WHAT YOU ARE ASKED TO DO:
Decide whether each statement agrees with the power-measurement text below, answering yes or no and quoting the deciding words of the text: (a) The validation was carried out on an Intel Xeon Phi 5110P. (b) The work cited as [9] measures power drawn through the PCIe bus. (c) The environment reports the 3.3V power line of the PCIe bus.

SUPPLIED PASSAGE:

In this paper, we present and validate a complete hardware/software infrastructure for accurate power measurement of architectures based on PCIe accelerators. We describe the environment from two perspectives: (1) hardware elements and measurement instrumentation deployed in our system, and (2) software stack used to profile real applications using the aforementioned hardware elements. The validation is performed on an Intel Xeon Phi 5110P, comparing it with the power consumption information reported by the Intel SMC tool.

The environment is built around commodity measurement instrumentation (a multi-channel DC power analyzer/datalogger with SCPI—Standard Commands for Programmable Instruments—[1] capabilities), and reports isolated information of all power sources for PCIe accelerators, including power lines of the PCIe bus (12V and 3.3V) and external 12V connectors.

From the software perspective, we complement the aforementioned environment by extending the pmlib infrastructure [4] to communicate with a central measurement unit via standard SCPI commands. This new functionality allows a transparent replacement of the selected central measurement unit by virtually any other instrumentation equipment, provided it offers SCPI capabilities, which provides flexibility depending on the desired monitoring necessities.

A number of previous works have addressed power consumption analysis or measurement environments for PCIe accelerators, mostly targeting GPUs. [7] proposes a power consumption comparison between CUDA and OpenCL for legacy GPU architectures, using a PCIe extender to measure exclusively power drawn through the 12V lines of the PCIe bus, and using datalogging capabilities to trace accelerated codes. On the contrary, [9] completely ignores the power supplied through the PCIe bus and only considers external 12V connectors to profile the energy consumption of the FFT on heterogeneous platforms. Authors in [2] present an accurate power simulator for GPGPU, and support their estimated results with empirical data using a complex ad-hoc power measurement environment that considers all power sources of modern GPUs, including that provided through 12V and 3.3V lines of the PCIe slot. As of today, few works have addressed the Intel Xeon Phi as the target platform for power consumption analysis. [8] models the energy profile of an instrumented beta version of a Xeon Phi card, and validates it using microbenchmarks, using a data acquisition system to collect power samples.

The main advantages of our environment can be summarized as:

  • Modularity. We base our environment on commodity instrumentation, and virtually all components can be replaced by alternative ones attending considerations such as cost, availability or desired precision and number of power sources to be analyzed.

  • Precision and simplicity. Attaining a similar precision and sampling frequency using ad-hoc instrumentation than that offered by ready-to-use modern instrumentation would require complex setups.

  • Cost/Time to setup ratio. We use standard instrumentation material, usually available in general laboratories. This greatly reduces the time to setup a reliable environment, reducing overall acquisition cost.

  • Flawless integration in existing codes. The extension of pmlib to support direct communication via SCPI commands enables a straightforward integration of power profiles into execution traces, being essentially transparent for the developer.

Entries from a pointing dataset
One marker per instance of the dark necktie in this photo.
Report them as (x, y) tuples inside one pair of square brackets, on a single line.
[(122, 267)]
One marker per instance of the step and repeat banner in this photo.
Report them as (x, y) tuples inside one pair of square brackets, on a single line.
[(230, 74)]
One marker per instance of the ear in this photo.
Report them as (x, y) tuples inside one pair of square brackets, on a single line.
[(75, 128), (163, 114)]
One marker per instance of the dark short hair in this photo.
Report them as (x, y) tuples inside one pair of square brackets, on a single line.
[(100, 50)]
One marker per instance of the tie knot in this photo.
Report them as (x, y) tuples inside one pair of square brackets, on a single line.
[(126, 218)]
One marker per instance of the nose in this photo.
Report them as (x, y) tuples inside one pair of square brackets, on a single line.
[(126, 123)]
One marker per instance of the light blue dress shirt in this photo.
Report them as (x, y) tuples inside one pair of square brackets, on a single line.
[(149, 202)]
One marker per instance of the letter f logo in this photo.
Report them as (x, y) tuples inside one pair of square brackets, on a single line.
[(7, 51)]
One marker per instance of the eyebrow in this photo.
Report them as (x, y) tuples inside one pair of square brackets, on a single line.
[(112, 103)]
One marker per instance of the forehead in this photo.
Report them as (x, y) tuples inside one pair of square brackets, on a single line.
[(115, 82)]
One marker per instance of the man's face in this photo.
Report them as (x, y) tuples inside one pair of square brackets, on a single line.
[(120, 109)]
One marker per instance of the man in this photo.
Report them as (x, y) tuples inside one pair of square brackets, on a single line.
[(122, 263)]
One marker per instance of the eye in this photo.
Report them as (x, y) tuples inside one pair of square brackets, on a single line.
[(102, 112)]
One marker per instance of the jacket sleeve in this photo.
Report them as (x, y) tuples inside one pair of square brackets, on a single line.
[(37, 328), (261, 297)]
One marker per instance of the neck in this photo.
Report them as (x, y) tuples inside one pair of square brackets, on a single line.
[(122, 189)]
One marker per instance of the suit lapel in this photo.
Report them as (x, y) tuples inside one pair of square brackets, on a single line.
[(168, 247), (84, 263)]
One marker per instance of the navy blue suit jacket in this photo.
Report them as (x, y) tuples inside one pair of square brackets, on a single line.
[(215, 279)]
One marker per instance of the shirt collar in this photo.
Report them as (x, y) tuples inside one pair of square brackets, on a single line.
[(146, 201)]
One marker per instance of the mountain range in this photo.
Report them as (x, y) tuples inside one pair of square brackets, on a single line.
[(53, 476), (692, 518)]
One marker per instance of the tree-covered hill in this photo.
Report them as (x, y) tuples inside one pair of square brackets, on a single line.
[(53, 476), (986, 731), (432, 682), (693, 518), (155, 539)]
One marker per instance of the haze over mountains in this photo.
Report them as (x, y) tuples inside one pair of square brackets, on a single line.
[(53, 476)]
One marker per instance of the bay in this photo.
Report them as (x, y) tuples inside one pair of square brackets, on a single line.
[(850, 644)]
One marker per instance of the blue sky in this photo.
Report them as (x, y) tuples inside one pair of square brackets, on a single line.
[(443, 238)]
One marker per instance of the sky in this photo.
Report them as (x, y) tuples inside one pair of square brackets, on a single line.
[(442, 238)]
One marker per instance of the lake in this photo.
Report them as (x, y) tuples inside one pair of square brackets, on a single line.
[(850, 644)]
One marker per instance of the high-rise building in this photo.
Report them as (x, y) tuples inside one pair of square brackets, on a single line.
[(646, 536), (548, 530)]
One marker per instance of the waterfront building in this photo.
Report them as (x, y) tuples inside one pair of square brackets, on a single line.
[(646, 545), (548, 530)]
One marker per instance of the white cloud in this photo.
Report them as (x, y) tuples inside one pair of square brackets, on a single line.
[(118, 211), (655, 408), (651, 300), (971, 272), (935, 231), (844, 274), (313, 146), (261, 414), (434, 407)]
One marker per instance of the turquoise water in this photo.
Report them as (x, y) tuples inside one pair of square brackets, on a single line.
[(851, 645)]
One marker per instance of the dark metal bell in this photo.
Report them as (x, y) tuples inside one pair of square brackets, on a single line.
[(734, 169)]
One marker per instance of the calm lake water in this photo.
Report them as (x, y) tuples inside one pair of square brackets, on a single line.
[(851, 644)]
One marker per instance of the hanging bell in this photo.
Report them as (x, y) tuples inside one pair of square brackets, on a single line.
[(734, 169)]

TASK SOLUTION:
(a) Yes: "The validation is performed on an Intel Xeon Phi 5110P"
(b) No: "[9] completely ignores the power supplied through the PCIe bus and only considers external 12V connectors"
(c) Yes: "including power lines of the PCIe bus (12V and 3.3V) and external 12V connectors"